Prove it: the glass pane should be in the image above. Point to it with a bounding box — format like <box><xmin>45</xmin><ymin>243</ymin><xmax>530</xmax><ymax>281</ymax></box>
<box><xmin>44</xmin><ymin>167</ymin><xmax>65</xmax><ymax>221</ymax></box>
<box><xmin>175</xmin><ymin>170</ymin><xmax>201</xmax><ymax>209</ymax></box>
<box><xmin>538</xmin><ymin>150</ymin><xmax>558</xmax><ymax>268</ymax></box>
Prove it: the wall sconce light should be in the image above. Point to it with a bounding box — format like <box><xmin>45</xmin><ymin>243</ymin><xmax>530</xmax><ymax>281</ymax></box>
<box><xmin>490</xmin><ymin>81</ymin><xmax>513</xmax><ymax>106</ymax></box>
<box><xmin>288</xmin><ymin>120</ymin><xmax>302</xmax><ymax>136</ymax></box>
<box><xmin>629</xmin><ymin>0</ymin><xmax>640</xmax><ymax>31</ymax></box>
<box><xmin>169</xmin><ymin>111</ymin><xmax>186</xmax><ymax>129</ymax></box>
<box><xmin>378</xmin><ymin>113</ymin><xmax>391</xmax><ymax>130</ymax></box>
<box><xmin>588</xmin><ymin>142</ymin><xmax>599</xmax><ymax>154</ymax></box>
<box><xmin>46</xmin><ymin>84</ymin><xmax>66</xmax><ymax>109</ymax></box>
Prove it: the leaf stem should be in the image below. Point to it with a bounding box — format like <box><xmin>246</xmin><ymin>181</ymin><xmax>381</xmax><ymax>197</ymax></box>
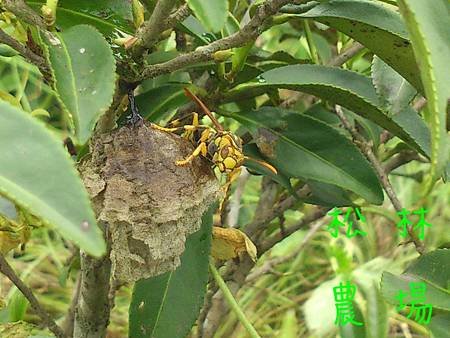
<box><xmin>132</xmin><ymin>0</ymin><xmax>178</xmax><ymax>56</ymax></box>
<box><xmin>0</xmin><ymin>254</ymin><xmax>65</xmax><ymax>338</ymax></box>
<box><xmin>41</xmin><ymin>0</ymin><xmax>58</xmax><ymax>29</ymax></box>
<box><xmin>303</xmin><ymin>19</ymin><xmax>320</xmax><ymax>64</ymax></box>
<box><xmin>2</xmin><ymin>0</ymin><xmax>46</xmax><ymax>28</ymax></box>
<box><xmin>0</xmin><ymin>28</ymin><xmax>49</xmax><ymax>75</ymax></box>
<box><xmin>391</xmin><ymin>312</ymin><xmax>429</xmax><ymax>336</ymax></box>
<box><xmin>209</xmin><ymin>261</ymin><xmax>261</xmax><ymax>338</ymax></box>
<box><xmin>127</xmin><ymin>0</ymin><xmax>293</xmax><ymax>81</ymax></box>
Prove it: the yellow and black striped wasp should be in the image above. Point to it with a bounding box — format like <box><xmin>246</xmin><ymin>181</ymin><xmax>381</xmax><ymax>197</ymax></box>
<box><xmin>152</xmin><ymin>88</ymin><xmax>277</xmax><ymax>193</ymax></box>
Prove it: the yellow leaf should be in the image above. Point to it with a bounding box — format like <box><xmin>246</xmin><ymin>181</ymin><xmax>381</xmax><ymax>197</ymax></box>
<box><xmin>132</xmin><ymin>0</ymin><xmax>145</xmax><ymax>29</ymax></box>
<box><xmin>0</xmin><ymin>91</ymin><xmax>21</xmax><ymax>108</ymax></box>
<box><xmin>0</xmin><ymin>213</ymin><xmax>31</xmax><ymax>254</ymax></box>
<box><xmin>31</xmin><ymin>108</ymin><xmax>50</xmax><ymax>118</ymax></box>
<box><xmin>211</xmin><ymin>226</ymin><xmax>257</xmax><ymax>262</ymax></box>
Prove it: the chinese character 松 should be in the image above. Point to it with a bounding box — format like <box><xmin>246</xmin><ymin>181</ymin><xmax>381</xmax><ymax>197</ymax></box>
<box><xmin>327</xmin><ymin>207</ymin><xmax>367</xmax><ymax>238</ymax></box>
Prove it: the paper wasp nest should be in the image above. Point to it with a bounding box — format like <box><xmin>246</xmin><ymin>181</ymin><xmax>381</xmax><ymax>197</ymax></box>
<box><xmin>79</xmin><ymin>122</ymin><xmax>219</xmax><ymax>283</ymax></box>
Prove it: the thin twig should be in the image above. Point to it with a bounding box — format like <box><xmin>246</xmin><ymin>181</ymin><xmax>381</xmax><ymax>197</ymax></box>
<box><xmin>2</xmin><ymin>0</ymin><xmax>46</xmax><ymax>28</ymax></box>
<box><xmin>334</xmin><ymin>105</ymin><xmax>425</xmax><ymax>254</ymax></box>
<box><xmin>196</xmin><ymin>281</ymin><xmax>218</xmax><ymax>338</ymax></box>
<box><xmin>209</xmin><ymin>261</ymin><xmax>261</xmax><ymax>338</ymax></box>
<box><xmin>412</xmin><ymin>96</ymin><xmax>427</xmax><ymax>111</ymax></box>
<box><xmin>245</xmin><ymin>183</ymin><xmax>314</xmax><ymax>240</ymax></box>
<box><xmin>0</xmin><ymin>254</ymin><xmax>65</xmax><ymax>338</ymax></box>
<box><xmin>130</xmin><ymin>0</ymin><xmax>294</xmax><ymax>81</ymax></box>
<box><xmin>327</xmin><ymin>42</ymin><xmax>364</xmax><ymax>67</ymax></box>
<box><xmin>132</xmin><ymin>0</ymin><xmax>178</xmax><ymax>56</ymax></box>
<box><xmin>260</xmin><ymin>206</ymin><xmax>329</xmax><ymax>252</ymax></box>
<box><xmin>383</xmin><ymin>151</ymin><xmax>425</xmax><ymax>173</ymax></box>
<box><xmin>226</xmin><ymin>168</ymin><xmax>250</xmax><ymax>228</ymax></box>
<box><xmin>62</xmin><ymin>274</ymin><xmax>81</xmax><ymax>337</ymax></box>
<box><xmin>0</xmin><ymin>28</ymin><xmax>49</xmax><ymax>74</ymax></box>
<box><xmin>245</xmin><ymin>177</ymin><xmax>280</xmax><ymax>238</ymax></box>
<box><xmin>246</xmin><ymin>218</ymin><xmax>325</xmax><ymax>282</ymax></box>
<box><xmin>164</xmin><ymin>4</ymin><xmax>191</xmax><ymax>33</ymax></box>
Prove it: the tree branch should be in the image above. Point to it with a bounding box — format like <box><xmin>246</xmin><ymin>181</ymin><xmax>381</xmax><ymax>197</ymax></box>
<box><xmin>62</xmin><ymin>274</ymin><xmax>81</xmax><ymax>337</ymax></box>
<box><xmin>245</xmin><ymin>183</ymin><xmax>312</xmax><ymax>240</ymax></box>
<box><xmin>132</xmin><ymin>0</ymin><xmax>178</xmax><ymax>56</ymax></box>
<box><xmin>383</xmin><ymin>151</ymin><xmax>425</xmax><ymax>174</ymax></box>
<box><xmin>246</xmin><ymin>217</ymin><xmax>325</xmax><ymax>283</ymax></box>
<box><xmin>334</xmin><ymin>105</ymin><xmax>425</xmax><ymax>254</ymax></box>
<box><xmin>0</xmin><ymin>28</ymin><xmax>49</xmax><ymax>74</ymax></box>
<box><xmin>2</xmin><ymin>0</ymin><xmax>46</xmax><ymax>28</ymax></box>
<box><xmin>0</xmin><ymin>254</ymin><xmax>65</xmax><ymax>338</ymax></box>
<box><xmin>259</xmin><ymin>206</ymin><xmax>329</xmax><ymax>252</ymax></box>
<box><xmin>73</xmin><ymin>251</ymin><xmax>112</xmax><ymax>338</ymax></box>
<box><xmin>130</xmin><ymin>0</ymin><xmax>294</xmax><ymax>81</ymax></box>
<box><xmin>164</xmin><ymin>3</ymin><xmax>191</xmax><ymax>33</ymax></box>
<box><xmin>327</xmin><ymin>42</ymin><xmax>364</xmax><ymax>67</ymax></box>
----------------------------------------
• [TASK OBJECTIVE]:
Leaving out the pictures, return the records exactly as given.

• [ANSWER TO THIS PROBLEM]:
Prove it: the glass pane should be in the image above. Point to it with a bounding box — format like <box><xmin>45</xmin><ymin>243</ymin><xmax>530</xmax><ymax>281</ymax></box>
<box><xmin>44</xmin><ymin>167</ymin><xmax>65</xmax><ymax>221</ymax></box>
<box><xmin>175</xmin><ymin>170</ymin><xmax>201</xmax><ymax>209</ymax></box>
<box><xmin>538</xmin><ymin>150</ymin><xmax>558</xmax><ymax>268</ymax></box>
Prove it: the wall sconce light should be in the image above. Point to it with a bounding box — format like <box><xmin>45</xmin><ymin>243</ymin><xmax>530</xmax><ymax>281</ymax></box>
<box><xmin>490</xmin><ymin>81</ymin><xmax>513</xmax><ymax>106</ymax></box>
<box><xmin>288</xmin><ymin>120</ymin><xmax>302</xmax><ymax>136</ymax></box>
<box><xmin>629</xmin><ymin>0</ymin><xmax>640</xmax><ymax>31</ymax></box>
<box><xmin>169</xmin><ymin>111</ymin><xmax>186</xmax><ymax>129</ymax></box>
<box><xmin>378</xmin><ymin>113</ymin><xmax>391</xmax><ymax>130</ymax></box>
<box><xmin>588</xmin><ymin>142</ymin><xmax>599</xmax><ymax>154</ymax></box>
<box><xmin>46</xmin><ymin>84</ymin><xmax>66</xmax><ymax>109</ymax></box>
Prove it: the leaf stem should be in the image below. Point to it with a bounding box — format like <box><xmin>246</xmin><ymin>181</ymin><xmax>381</xmax><ymax>197</ymax></box>
<box><xmin>132</xmin><ymin>0</ymin><xmax>178</xmax><ymax>56</ymax></box>
<box><xmin>0</xmin><ymin>254</ymin><xmax>65</xmax><ymax>338</ymax></box>
<box><xmin>41</xmin><ymin>0</ymin><xmax>58</xmax><ymax>29</ymax></box>
<box><xmin>303</xmin><ymin>19</ymin><xmax>320</xmax><ymax>64</ymax></box>
<box><xmin>2</xmin><ymin>0</ymin><xmax>46</xmax><ymax>28</ymax></box>
<box><xmin>0</xmin><ymin>28</ymin><xmax>49</xmax><ymax>75</ymax></box>
<box><xmin>391</xmin><ymin>312</ymin><xmax>429</xmax><ymax>336</ymax></box>
<box><xmin>209</xmin><ymin>261</ymin><xmax>261</xmax><ymax>338</ymax></box>
<box><xmin>127</xmin><ymin>0</ymin><xmax>293</xmax><ymax>81</ymax></box>
Prove it: the yellow and black striped wasp should be in the image above. Point to it with a bounding box — format like <box><xmin>246</xmin><ymin>181</ymin><xmax>381</xmax><ymax>197</ymax></box>
<box><xmin>152</xmin><ymin>88</ymin><xmax>277</xmax><ymax>193</ymax></box>
Prove it: the yellow leaf should be in the image above. Point to it with a bounding box — format like <box><xmin>246</xmin><ymin>181</ymin><xmax>381</xmax><ymax>197</ymax></box>
<box><xmin>132</xmin><ymin>0</ymin><xmax>145</xmax><ymax>29</ymax></box>
<box><xmin>0</xmin><ymin>91</ymin><xmax>21</xmax><ymax>108</ymax></box>
<box><xmin>0</xmin><ymin>213</ymin><xmax>31</xmax><ymax>254</ymax></box>
<box><xmin>31</xmin><ymin>108</ymin><xmax>50</xmax><ymax>118</ymax></box>
<box><xmin>211</xmin><ymin>226</ymin><xmax>257</xmax><ymax>262</ymax></box>
Prove it: the chinese character 松 should be in the image above. Point to it with a bounding box — format like <box><xmin>246</xmin><ymin>181</ymin><xmax>381</xmax><ymax>197</ymax></box>
<box><xmin>327</xmin><ymin>207</ymin><xmax>367</xmax><ymax>238</ymax></box>
Prove it: the paper wasp nest should be in the image above. Point to it with a bounding box — format like <box><xmin>246</xmin><ymin>181</ymin><xmax>381</xmax><ymax>197</ymax></box>
<box><xmin>79</xmin><ymin>122</ymin><xmax>219</xmax><ymax>283</ymax></box>
Prove it: the thin twig should be in the image above. Point to it with a bounding box — format like <box><xmin>246</xmin><ymin>181</ymin><xmax>381</xmax><ymax>197</ymax></box>
<box><xmin>2</xmin><ymin>0</ymin><xmax>46</xmax><ymax>28</ymax></box>
<box><xmin>334</xmin><ymin>105</ymin><xmax>425</xmax><ymax>254</ymax></box>
<box><xmin>196</xmin><ymin>281</ymin><xmax>218</xmax><ymax>338</ymax></box>
<box><xmin>209</xmin><ymin>261</ymin><xmax>261</xmax><ymax>338</ymax></box>
<box><xmin>412</xmin><ymin>96</ymin><xmax>427</xmax><ymax>111</ymax></box>
<box><xmin>245</xmin><ymin>183</ymin><xmax>314</xmax><ymax>240</ymax></box>
<box><xmin>0</xmin><ymin>254</ymin><xmax>65</xmax><ymax>338</ymax></box>
<box><xmin>130</xmin><ymin>0</ymin><xmax>294</xmax><ymax>81</ymax></box>
<box><xmin>327</xmin><ymin>42</ymin><xmax>364</xmax><ymax>67</ymax></box>
<box><xmin>132</xmin><ymin>0</ymin><xmax>178</xmax><ymax>56</ymax></box>
<box><xmin>260</xmin><ymin>206</ymin><xmax>329</xmax><ymax>252</ymax></box>
<box><xmin>383</xmin><ymin>151</ymin><xmax>425</xmax><ymax>173</ymax></box>
<box><xmin>226</xmin><ymin>168</ymin><xmax>250</xmax><ymax>228</ymax></box>
<box><xmin>62</xmin><ymin>274</ymin><xmax>81</xmax><ymax>337</ymax></box>
<box><xmin>0</xmin><ymin>28</ymin><xmax>49</xmax><ymax>74</ymax></box>
<box><xmin>245</xmin><ymin>177</ymin><xmax>280</xmax><ymax>238</ymax></box>
<box><xmin>246</xmin><ymin>218</ymin><xmax>325</xmax><ymax>282</ymax></box>
<box><xmin>164</xmin><ymin>4</ymin><xmax>191</xmax><ymax>33</ymax></box>
Prove it: the tree branch should be in the image above. Point to it with a bounding box — format like <box><xmin>246</xmin><ymin>181</ymin><xmax>381</xmax><ymax>197</ymax></box>
<box><xmin>62</xmin><ymin>274</ymin><xmax>81</xmax><ymax>337</ymax></box>
<box><xmin>245</xmin><ymin>183</ymin><xmax>312</xmax><ymax>240</ymax></box>
<box><xmin>132</xmin><ymin>0</ymin><xmax>178</xmax><ymax>56</ymax></box>
<box><xmin>383</xmin><ymin>151</ymin><xmax>425</xmax><ymax>174</ymax></box>
<box><xmin>246</xmin><ymin>217</ymin><xmax>325</xmax><ymax>283</ymax></box>
<box><xmin>334</xmin><ymin>105</ymin><xmax>425</xmax><ymax>254</ymax></box>
<box><xmin>0</xmin><ymin>28</ymin><xmax>49</xmax><ymax>74</ymax></box>
<box><xmin>2</xmin><ymin>0</ymin><xmax>46</xmax><ymax>28</ymax></box>
<box><xmin>0</xmin><ymin>254</ymin><xmax>65</xmax><ymax>338</ymax></box>
<box><xmin>259</xmin><ymin>206</ymin><xmax>329</xmax><ymax>252</ymax></box>
<box><xmin>73</xmin><ymin>251</ymin><xmax>112</xmax><ymax>338</ymax></box>
<box><xmin>130</xmin><ymin>0</ymin><xmax>294</xmax><ymax>81</ymax></box>
<box><xmin>164</xmin><ymin>3</ymin><xmax>191</xmax><ymax>33</ymax></box>
<box><xmin>327</xmin><ymin>42</ymin><xmax>364</xmax><ymax>67</ymax></box>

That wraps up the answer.